■ **TASK BRIEF**
Return each line of the rows below that contains the word "woman", copied in full. Treat uppercase and lowercase as different, so only lines with that exact capitalization count.
------------------------
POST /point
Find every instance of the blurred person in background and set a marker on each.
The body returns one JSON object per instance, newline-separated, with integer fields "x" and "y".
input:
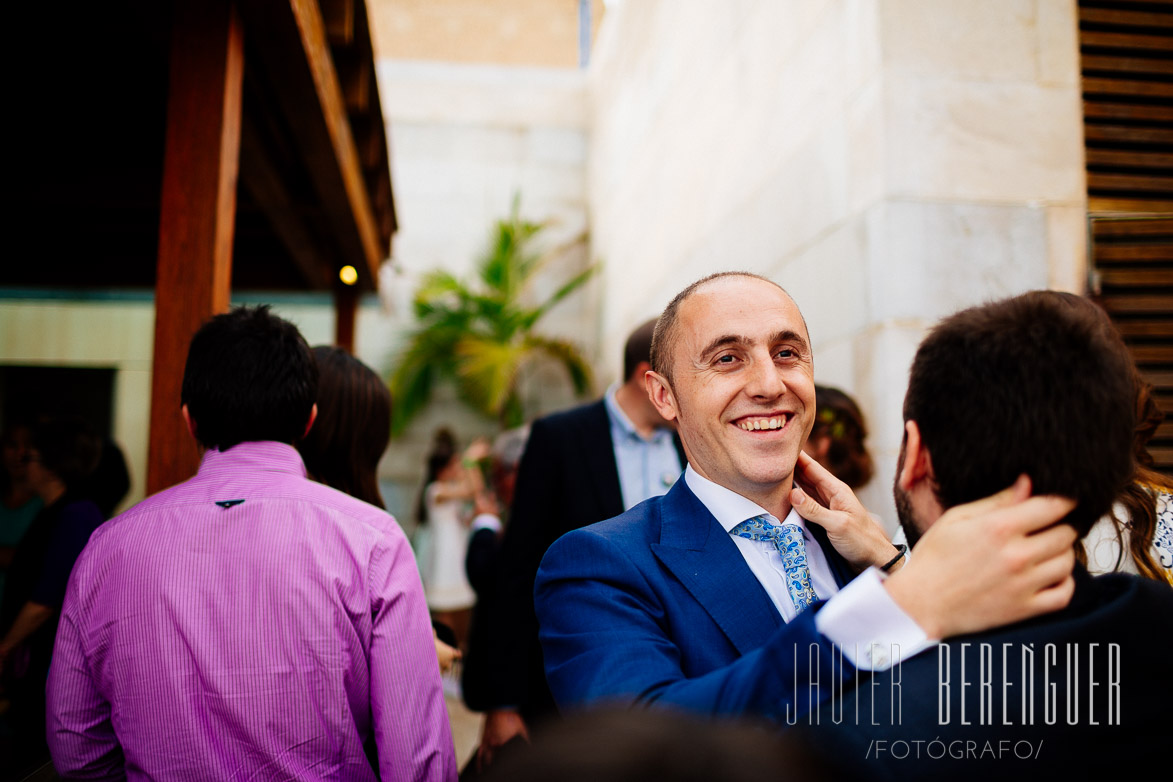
{"x": 580, "y": 467}
{"x": 350, "y": 435}
{"x": 60, "y": 455}
{"x": 445, "y": 510}
{"x": 248, "y": 623}
{"x": 836, "y": 440}
{"x": 1137, "y": 537}
{"x": 19, "y": 504}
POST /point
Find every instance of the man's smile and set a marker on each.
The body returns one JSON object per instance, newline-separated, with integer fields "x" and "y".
{"x": 764, "y": 422}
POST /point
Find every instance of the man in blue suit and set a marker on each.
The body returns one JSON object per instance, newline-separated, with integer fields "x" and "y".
{"x": 687, "y": 599}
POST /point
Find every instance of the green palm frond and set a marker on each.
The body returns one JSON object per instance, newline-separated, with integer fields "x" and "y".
{"x": 481, "y": 338}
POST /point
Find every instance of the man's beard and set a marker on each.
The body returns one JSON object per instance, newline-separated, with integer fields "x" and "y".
{"x": 904, "y": 505}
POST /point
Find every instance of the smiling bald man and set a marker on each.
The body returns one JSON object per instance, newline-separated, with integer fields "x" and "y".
{"x": 687, "y": 600}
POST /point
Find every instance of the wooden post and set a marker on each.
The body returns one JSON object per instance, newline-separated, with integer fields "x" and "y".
{"x": 197, "y": 212}
{"x": 346, "y": 299}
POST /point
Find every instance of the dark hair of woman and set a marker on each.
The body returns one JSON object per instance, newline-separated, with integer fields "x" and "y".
{"x": 1139, "y": 498}
{"x": 353, "y": 426}
{"x": 838, "y": 436}
{"x": 443, "y": 449}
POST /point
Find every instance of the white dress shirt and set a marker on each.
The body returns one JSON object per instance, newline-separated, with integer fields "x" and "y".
{"x": 861, "y": 619}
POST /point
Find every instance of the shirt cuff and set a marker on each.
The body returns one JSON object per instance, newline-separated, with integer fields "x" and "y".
{"x": 486, "y": 522}
{"x": 866, "y": 624}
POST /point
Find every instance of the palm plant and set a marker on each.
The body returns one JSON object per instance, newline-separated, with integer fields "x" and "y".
{"x": 481, "y": 338}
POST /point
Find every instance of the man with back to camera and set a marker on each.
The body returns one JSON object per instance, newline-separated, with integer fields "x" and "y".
{"x": 686, "y": 599}
{"x": 248, "y": 623}
{"x": 1037, "y": 385}
{"x": 580, "y": 467}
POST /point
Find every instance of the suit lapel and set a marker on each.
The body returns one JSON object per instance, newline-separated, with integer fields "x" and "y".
{"x": 704, "y": 558}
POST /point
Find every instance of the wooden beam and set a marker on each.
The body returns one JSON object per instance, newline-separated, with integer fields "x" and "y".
{"x": 292, "y": 49}
{"x": 262, "y": 177}
{"x": 346, "y": 303}
{"x": 196, "y": 213}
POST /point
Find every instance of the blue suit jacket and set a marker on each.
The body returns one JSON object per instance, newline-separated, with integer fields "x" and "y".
{"x": 657, "y": 605}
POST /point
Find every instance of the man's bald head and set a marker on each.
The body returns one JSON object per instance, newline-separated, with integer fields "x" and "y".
{"x": 668, "y": 326}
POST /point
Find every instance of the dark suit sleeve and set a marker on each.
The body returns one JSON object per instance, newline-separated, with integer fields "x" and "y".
{"x": 605, "y": 637}
{"x": 508, "y": 653}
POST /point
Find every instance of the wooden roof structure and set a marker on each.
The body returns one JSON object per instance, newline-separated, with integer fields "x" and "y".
{"x": 198, "y": 147}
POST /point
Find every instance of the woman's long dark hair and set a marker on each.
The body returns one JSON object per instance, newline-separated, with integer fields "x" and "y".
{"x": 353, "y": 426}
{"x": 1139, "y": 498}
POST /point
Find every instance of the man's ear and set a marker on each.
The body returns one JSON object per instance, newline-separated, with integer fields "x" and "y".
{"x": 917, "y": 463}
{"x": 190, "y": 422}
{"x": 313, "y": 416}
{"x": 639, "y": 372}
{"x": 662, "y": 396}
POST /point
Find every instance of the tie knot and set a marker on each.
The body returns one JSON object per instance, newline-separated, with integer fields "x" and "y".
{"x": 759, "y": 528}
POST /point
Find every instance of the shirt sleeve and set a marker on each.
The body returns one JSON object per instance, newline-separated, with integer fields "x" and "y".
{"x": 407, "y": 706}
{"x": 79, "y": 729}
{"x": 873, "y": 632}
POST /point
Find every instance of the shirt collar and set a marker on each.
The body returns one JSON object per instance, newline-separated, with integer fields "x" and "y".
{"x": 260, "y": 455}
{"x": 727, "y": 507}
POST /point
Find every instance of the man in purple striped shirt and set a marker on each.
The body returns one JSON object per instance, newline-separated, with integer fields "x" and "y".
{"x": 248, "y": 624}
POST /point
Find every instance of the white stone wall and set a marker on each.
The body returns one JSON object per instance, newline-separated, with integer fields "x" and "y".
{"x": 887, "y": 161}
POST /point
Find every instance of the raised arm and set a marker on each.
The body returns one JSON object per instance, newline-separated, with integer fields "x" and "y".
{"x": 605, "y": 639}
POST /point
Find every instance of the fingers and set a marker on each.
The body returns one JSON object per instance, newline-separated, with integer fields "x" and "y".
{"x": 1055, "y": 542}
{"x": 1039, "y": 512}
{"x": 1055, "y": 597}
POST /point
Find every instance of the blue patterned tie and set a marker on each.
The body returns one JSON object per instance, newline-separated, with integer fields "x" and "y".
{"x": 787, "y": 538}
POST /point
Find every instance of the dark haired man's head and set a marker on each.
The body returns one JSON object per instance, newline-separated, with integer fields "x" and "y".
{"x": 352, "y": 428}
{"x": 250, "y": 375}
{"x": 1039, "y": 385}
{"x": 637, "y": 351}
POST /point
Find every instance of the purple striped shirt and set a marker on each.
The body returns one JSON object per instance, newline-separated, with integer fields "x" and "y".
{"x": 205, "y": 638}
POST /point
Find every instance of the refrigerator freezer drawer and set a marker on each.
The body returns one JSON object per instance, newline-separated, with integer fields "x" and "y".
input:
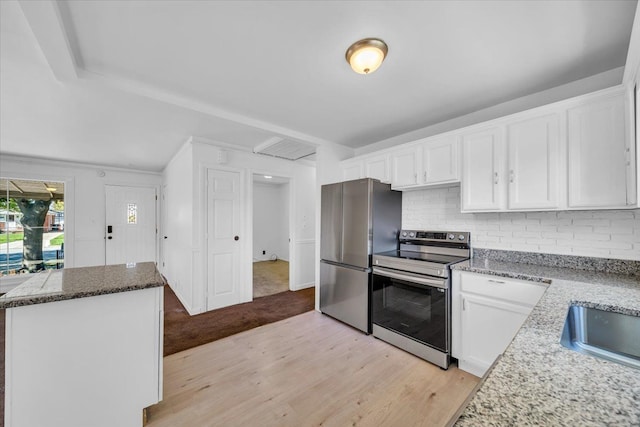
{"x": 344, "y": 295}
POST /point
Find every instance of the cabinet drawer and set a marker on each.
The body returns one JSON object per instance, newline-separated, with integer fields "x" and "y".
{"x": 518, "y": 291}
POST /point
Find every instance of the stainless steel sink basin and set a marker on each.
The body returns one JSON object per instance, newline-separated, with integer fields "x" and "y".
{"x": 605, "y": 334}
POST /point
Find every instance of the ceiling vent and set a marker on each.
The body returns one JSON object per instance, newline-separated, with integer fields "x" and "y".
{"x": 285, "y": 148}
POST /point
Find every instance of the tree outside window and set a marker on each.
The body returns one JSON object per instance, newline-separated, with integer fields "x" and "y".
{"x": 31, "y": 226}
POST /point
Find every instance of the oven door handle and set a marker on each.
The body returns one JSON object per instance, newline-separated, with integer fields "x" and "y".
{"x": 411, "y": 278}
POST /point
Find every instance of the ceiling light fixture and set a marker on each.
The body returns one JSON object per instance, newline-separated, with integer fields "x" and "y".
{"x": 366, "y": 55}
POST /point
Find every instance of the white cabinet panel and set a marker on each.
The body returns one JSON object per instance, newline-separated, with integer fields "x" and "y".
{"x": 486, "y": 313}
{"x": 440, "y": 160}
{"x": 482, "y": 170}
{"x": 405, "y": 167}
{"x": 488, "y": 327}
{"x": 598, "y": 154}
{"x": 534, "y": 154}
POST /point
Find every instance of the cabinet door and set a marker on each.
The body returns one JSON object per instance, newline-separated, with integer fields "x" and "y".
{"x": 482, "y": 171}
{"x": 534, "y": 155}
{"x": 488, "y": 326}
{"x": 440, "y": 161}
{"x": 351, "y": 170}
{"x": 405, "y": 167}
{"x": 597, "y": 156}
{"x": 378, "y": 168}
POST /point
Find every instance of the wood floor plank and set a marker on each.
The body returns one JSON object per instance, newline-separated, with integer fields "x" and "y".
{"x": 308, "y": 370}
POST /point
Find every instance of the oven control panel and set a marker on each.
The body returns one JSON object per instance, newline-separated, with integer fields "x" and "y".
{"x": 435, "y": 236}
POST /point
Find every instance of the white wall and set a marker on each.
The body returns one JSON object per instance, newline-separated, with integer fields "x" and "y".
{"x": 85, "y": 209}
{"x": 605, "y": 233}
{"x": 193, "y": 162}
{"x": 270, "y": 221}
{"x": 177, "y": 224}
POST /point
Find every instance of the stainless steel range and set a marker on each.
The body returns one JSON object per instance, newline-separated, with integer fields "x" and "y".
{"x": 411, "y": 292}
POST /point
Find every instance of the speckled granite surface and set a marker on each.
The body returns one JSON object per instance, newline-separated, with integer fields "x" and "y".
{"x": 71, "y": 283}
{"x": 573, "y": 262}
{"x": 538, "y": 381}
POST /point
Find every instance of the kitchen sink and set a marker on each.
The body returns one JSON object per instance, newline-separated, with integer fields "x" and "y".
{"x": 605, "y": 334}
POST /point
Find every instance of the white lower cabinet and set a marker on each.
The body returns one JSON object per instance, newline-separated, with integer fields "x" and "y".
{"x": 487, "y": 312}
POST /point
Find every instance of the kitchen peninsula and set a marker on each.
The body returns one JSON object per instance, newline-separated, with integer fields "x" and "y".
{"x": 84, "y": 346}
{"x": 537, "y": 381}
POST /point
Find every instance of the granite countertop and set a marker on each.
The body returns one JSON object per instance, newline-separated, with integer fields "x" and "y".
------------------------
■ **FULL SOLUTION**
Find every instance of the dark hair of woman and set a marker on each.
Find every instance of the woman's long dark hair and set a marker on each.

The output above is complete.